- **Brief A**: Reproduce the passage from the Katie Schide profile below, starting with the words "Katie Schide, winner" and stopping after the words "sideways and serendipitous.".

- **Source text**:
────────

Katie Schide on life, love, and the pursuit of happiness.
“We have a restaurant. It’s open from 7 to 9 pm Thursday through Sunday, during the tourist season. There’s a mayor’s office, but I’m not sure when it’s open. There are no numbers on the houses. The mailman has to know where everyone lives.”
Katie Schide, winner of the 2022 UTMB Mont-Blanc, is trying to convey just how small the French village is in which she and her partner Germain Grangier live.
“People don’t understand how quiet it is here,” says Schide. “We’re really far from everything. It’s an hour and a half to get groceries.” Or about 10 hours from the trail-running hub of Chamonix, if the high mountain passes are closed. Which was the case when I visited in early spring.
The village in question is Saint-Dalmas-le-Selvage in France’s Mercantour National Park, about two hours north of Nice. Population of about 60 in winter, two of whom just so happen to be among the fastest mountain runners in the world today.
How Schide landed in one of the most remote villages in Europe starts off reasonably enough and then goes, well, a bit sideways and serendipitous.

────────

Stored entries:
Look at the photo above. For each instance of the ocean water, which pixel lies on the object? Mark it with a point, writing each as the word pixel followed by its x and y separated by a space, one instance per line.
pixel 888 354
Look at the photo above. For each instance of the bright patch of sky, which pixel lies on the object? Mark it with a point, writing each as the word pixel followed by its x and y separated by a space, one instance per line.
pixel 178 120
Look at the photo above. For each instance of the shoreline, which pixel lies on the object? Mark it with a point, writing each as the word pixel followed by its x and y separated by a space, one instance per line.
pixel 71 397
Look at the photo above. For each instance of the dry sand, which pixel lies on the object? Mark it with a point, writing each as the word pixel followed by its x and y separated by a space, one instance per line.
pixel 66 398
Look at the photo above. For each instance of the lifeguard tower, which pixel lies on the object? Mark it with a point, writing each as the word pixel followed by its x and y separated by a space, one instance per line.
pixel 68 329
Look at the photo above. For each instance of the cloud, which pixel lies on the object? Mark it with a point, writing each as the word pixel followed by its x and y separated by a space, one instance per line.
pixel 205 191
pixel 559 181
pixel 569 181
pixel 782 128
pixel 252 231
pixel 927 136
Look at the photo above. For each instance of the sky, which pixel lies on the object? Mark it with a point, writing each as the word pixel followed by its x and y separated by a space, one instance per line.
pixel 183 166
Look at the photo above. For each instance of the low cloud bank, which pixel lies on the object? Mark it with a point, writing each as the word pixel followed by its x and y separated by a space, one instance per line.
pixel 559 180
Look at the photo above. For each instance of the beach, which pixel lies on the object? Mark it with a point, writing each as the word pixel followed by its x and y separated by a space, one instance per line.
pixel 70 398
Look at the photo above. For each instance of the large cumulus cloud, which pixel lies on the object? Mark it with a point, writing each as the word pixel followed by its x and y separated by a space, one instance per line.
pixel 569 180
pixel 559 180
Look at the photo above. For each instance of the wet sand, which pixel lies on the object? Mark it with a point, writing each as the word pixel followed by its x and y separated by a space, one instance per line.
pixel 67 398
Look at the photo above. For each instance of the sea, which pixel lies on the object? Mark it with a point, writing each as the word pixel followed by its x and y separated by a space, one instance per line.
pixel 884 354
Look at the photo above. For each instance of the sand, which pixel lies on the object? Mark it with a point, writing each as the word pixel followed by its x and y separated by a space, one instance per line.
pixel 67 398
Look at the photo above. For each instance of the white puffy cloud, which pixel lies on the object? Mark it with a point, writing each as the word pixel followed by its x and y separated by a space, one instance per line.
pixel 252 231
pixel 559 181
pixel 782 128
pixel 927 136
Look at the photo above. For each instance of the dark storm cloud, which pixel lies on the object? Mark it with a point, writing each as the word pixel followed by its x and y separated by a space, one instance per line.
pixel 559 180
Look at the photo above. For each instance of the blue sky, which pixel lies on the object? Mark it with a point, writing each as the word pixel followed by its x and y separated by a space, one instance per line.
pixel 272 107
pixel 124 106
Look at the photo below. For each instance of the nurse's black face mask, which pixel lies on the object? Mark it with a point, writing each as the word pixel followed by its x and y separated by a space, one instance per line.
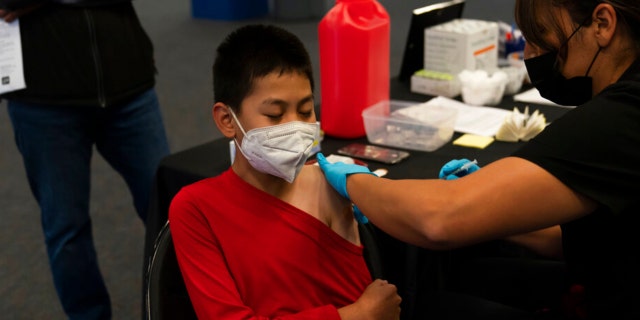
pixel 545 75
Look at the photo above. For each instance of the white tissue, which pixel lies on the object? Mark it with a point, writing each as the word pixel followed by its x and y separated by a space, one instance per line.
pixel 521 126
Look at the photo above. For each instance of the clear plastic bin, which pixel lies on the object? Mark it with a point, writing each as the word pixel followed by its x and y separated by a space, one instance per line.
pixel 402 124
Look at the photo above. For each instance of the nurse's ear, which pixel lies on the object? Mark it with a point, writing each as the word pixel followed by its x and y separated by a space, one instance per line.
pixel 224 120
pixel 606 21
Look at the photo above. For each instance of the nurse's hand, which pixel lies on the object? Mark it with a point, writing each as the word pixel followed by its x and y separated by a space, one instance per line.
pixel 455 169
pixel 336 174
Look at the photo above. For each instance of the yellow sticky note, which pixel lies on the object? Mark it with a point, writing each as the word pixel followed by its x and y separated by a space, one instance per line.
pixel 473 141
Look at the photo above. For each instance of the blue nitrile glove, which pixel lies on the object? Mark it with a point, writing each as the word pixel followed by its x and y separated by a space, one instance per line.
pixel 455 169
pixel 336 174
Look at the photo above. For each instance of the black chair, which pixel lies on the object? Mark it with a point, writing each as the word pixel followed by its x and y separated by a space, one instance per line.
pixel 166 296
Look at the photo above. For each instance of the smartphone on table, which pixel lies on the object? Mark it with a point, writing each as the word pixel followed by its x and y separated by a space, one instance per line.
pixel 374 153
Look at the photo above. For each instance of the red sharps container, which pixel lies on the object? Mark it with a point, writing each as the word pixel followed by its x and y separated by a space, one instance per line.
pixel 354 64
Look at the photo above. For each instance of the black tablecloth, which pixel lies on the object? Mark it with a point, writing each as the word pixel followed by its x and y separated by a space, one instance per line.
pixel 212 158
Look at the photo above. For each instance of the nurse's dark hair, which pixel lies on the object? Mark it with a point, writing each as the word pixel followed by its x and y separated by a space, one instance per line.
pixel 252 52
pixel 535 18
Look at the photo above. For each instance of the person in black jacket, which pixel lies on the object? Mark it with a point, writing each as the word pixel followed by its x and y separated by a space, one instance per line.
pixel 90 77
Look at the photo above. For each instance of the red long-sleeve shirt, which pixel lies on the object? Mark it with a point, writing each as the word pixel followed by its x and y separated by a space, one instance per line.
pixel 245 254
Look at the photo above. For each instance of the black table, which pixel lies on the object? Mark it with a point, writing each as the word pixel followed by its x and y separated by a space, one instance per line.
pixel 405 264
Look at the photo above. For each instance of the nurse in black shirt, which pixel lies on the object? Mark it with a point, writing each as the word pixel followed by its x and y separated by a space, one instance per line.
pixel 581 173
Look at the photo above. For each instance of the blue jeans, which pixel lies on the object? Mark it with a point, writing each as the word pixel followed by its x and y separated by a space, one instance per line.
pixel 56 144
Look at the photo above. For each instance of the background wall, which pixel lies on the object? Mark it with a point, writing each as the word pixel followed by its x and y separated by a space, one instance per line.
pixel 184 54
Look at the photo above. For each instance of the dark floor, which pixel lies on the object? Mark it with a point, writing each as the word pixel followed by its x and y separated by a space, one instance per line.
pixel 184 53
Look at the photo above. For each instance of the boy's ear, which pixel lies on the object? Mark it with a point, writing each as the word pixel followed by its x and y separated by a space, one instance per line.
pixel 606 20
pixel 223 119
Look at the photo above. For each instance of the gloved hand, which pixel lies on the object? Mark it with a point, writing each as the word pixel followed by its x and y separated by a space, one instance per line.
pixel 455 169
pixel 336 174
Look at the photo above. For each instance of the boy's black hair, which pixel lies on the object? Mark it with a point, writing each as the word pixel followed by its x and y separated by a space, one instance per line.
pixel 252 52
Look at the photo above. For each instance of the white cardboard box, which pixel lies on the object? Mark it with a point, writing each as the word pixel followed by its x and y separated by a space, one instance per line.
pixel 461 44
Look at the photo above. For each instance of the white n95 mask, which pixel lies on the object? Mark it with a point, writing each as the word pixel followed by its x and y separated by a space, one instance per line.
pixel 279 150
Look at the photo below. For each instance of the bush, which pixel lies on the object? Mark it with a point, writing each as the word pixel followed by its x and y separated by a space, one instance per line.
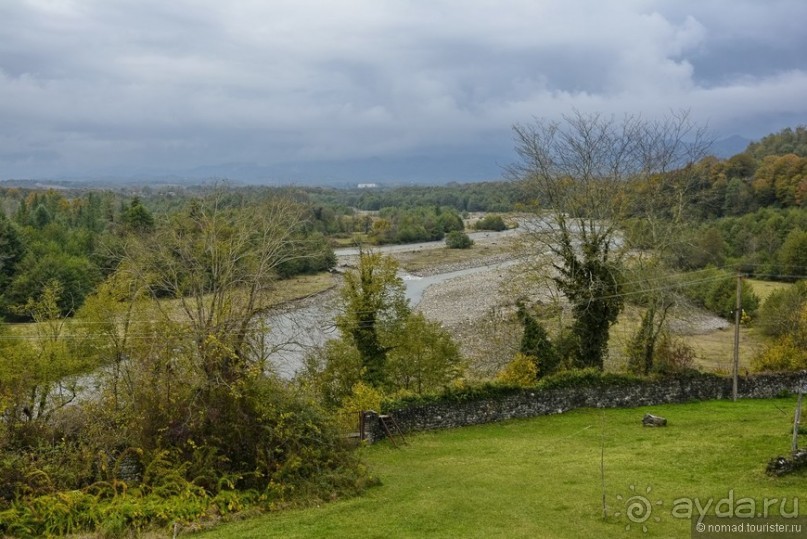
pixel 491 222
pixel 673 355
pixel 716 291
pixel 458 240
pixel 779 314
pixel 521 371
pixel 784 355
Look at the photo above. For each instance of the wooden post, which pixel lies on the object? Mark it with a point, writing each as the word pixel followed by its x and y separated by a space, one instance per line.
pixel 796 421
pixel 737 311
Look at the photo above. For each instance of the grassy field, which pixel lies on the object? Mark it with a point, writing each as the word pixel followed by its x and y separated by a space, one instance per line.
pixel 417 261
pixel 541 477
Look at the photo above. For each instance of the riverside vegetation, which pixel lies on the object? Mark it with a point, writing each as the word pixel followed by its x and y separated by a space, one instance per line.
pixel 136 380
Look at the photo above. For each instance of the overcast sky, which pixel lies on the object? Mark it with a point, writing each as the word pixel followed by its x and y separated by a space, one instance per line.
pixel 88 86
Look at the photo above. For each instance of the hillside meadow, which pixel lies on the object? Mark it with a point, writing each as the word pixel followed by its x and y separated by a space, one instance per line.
pixel 542 477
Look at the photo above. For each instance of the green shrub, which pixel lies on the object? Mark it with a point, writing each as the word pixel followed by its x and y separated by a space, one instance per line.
pixel 457 239
pixel 491 222
pixel 521 371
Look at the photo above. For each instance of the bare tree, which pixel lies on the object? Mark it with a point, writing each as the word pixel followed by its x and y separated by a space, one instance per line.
pixel 576 172
pixel 218 263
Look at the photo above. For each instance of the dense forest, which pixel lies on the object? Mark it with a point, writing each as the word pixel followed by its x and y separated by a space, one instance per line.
pixel 159 296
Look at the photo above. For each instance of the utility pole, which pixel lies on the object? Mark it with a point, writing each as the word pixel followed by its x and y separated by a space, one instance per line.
pixel 737 313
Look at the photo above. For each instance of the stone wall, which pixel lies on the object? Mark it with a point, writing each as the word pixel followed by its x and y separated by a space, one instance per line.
pixel 533 402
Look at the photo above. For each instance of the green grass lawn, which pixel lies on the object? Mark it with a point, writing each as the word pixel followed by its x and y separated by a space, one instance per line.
pixel 541 477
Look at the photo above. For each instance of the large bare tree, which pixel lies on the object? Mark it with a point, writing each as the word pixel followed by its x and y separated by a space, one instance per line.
pixel 575 173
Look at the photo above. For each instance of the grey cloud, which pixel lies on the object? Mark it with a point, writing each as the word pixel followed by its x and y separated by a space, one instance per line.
pixel 95 84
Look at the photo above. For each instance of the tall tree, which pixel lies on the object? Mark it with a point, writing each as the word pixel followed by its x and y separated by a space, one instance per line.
pixel 374 302
pixel 575 172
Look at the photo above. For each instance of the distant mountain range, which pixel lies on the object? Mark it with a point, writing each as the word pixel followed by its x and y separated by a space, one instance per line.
pixel 415 169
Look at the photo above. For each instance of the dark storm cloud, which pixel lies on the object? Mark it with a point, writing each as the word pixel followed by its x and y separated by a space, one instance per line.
pixel 97 84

────────

- **Brief B**: List each line in the records above that includes the word "container".

- **Response A**:
Katie Schide, winner of the 2022 UTMB Mont-Blanc, is trying to convey just how small the French village is in which she and her partner Germain Grangier live.
“People don’t understand how quiet it is here,” says Schide. “We’re really far from everything. It’s an hour and a half to get groceries.” Or about 10 hours from the trail-running hub of Chamonix, if the high mountain passes are closed. Which was the case when I visited in early spring.
The village in question is Saint-Dalmas-le-Selvage in France’s Mercantour National Park, about two hours north of Nice. Population of about 60 in winter, two of whom just so happen to be among the fastest mountain runners in the world today.
How Schide landed in one of the most remote villages in Europe starts off reasonably enough and then goes, well, a bit sideways and serendipitous.

- **Response B**:
Look at the photo above. For each instance of the red sharps container, which pixel lies on the object? Mark it with a point, writing each as the word pixel followed by its x and y separated by a space, one instance per line.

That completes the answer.